■ Requests:
[1] Answer these from the forum thread about the string jig:
(a) What grade of bolt did a hardware store worker suggest for the jig post?
(b) What does automan26 give as the industry standard for measuring string length?
(c) What size are the loops on the string automan26 is building and stretching?
[2] Render this sentence from the forum thread about the string jig in Spanish: "If you can improve on this design I am all for it."
[3] Please transcribe the forum thread about the string jig, starting with "The reason I" and going on through "have at it.".

Automan if that updated information is different then what you sent me 2 days ago let me know! 

Also, as I was pricing some parts today I was told by a worker at a local hardware store to try a Grade 8 1/4x20 hex bolt for the jig post as it may be stronger then a Allen head, just grind down or cut off the head????? Idk but I guess if I can find a Grade 8 allen head then it would work even better!


----------



## automan26 (Oct 21, 2002)

wsbark01 said:


> Automan if that updated information is different then what you sent me 2 days ago let me know!
> 
> Also, as I was pricing some parts today I was told by a worker at a local hardware store to try a Grade 8 1/4x20 hex bolt for the jig post as it may be stronger then a Allen head, just grind down or cut off the head????? Idk but I guess if I can find a Grade 8 allen head then it would work even better!


I think grade 8 bolts would be a good idea, but I have put some nasty tension on the jig to the point that when I showed it to my wife she backed away and thought it was going to explode. But, if you go with the grade 8, you will be in very great shape indeed.

Automan


----------



## Onytay (Aug 1, 2012)

I've been contemplating building my own strings and this jig is really making me think about it a little harder, thank you for taking the time to put this all together!


----------



## wsbark01 (Feb 26, 2009)

automan26 said:


> I think grade 8 bolts would be a good idea, but I have put some nasty tension on the jig to the point that when I showed it to my wife she backed away and thought it was going to explode. But, if you go with the grade 8, you will be in very great shape indeed.
> 
> Automan


Got another question????

What size of a post be to big for making strings? Like in this one you are using 1/4" so is say 1/2" post to big??? What are the smallest end loops that any bow may use? I have another idea that would make this jig even more Bad Arse and still cost about the same, it all just depends on the answer to this question!


----------



## automan26 (Oct 21, 2002)

wsbark01 said:


> Got another question????
> 
> What size of a post be to big for making strings? Like in this one you are using 1/4" so is say 1/2" post to big??? What are the smallest end loops that any bow may use? I have another idea that would make this jig even more Bad Arse and still cost about the same, it all just depends on the answer to this question!


The reason I am using 1/4" posts is because the industry standard for measuring string length is 1/4" posts @ 100#. I have used posts as big as 3/8" and it worked fine. 1/2" posts would be too much. I am building and stretching a string at this very moment and my loops are 3/8". I think that is about as small as I would ever go. The anchors on my Airborne cams are on the smaller side and the 3/8" loop is just right. Any smaller and I would be in trouble.

If you can improve on this design I am all for it. Let's get a good, inexpensive tool in the hands of guys who want to get started and let the have at it.

Automan


----------



## automan26 (Oct 21, 2002)

■ Listed entries:
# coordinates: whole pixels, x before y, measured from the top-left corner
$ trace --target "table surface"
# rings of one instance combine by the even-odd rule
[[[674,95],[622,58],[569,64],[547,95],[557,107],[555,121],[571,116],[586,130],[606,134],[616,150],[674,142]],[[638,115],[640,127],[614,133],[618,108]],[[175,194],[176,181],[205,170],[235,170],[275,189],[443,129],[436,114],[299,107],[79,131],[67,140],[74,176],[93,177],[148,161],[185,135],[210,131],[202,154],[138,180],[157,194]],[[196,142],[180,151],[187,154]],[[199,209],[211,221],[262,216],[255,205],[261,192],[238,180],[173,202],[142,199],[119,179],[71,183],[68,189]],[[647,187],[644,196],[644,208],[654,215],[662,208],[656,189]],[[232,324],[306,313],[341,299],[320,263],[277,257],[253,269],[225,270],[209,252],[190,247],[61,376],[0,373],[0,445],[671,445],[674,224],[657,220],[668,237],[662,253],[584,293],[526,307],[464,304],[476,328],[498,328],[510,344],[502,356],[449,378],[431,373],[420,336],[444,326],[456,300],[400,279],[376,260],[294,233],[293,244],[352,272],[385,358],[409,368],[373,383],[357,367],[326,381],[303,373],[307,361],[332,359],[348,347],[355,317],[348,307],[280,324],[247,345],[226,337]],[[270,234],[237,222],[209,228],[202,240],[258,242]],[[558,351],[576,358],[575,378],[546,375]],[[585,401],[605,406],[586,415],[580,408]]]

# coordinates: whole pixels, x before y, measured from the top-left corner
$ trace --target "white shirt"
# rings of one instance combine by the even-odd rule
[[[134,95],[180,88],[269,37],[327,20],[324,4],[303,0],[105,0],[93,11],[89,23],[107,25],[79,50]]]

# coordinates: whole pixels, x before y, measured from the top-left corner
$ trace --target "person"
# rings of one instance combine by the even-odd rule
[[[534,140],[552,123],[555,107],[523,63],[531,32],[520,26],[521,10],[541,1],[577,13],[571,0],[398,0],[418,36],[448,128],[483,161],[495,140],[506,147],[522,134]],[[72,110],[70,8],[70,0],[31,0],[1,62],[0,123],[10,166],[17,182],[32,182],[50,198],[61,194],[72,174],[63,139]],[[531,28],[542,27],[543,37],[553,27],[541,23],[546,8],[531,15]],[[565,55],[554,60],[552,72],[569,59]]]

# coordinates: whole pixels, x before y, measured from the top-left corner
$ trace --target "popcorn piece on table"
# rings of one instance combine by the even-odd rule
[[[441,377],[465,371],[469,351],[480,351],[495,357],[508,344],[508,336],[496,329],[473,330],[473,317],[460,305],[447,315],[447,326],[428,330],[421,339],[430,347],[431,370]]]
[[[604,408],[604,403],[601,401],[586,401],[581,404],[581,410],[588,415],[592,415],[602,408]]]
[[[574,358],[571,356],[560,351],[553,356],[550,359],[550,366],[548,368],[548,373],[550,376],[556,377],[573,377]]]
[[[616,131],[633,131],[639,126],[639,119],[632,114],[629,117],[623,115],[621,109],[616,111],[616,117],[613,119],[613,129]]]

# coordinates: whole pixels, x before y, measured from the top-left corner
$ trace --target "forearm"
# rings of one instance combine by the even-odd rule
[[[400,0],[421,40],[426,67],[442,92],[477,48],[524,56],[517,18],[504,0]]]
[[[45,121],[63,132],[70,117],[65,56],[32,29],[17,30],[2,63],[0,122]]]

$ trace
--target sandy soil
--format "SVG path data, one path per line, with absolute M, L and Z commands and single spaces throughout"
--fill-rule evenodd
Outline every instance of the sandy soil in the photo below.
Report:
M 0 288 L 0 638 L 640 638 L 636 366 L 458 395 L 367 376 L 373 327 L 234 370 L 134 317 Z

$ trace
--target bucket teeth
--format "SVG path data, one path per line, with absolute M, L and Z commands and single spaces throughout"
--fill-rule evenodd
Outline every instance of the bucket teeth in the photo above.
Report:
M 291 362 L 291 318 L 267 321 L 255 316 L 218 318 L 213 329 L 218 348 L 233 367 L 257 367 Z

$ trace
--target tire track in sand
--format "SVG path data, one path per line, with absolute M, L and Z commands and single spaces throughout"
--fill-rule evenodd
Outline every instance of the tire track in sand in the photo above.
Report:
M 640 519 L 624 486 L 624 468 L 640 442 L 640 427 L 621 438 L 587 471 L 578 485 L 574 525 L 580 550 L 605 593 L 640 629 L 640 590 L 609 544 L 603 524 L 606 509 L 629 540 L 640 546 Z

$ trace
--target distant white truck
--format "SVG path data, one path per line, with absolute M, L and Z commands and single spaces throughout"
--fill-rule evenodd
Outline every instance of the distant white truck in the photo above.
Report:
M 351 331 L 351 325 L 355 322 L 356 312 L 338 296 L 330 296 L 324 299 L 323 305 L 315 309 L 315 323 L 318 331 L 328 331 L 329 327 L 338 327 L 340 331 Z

■ Task results:
[1]
(a) A Grade 8 1/4x20 hex bolt.
(b) 1/4" posts at 100#.
(c) 3/8".

[2] Si puedes mejorar este diseño, estoy totalmente a favor.

[3]
The reason I am using 1/4" posts is because the industry standard for measuring string length is 1/4" posts @ 100#. I have used posts as big as 3/8" and it worked fine. 1/2" posts would be too much. I am building and stretching a string at this very moment and my loops are 3/8". I think that is about as small as I would ever go. The anchors on my Airborne cams are on the smaller side and the 3/8" loop is just right. Any smaller and I would be in trouble.

If you can improve on this design I am all for it. Let's get a good, inexpensive tool in the hands of guys who want to get started and let the have at it.